• _CONSIGNES_
[A] D'après l'extrait, à partir de quel siècle les représentations artistiques du monde médical se font-elles moins nombreuses ?
[B] Expliquez s'il vous plaît, en une à trois phrases, pourquoi l'extrait présente le corps comme une évidence pour les artistes.

• _EXTRAIT CHOISI_
La médecine dans l’art moderne et contemporain
Si les représentations artistiques du monde médical se font moins nombreuses à partir du XIXe siècle, le corps humain, la médecine et l’hôpital demeurent des sources d’inspiration majeures pour les artistes. Quoi de plus évident, quoi de plus présent en effet que le corps ? Fascinant médium qui matérialise notre présence au monde, témoin des âges, réceptacle du temps, compagnon forcé inséparable, malgré son insoutenable fugacité. Soigné ou malmené, sa prise en charge entraine son lot de questionnements éthiques tandis que ses mises en scène révèlent immanquablement un rapport à soi-même et à l’environnement.

• _DONNÉES PRÉSENTÉES_
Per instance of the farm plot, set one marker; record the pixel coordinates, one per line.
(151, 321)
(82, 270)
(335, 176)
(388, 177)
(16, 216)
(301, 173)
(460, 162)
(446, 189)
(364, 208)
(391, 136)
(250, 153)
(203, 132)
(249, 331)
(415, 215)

• _CORRIGÉ_
[A] À partir du XIXe siècle.

[B] Rien n'est plus évident ni plus présent que le corps. C'est lui qui matérialise notre présence au monde, témoigne des âges et reçoit le temps. C'est aussi un compagnon inséparable, malgré sa fugacité.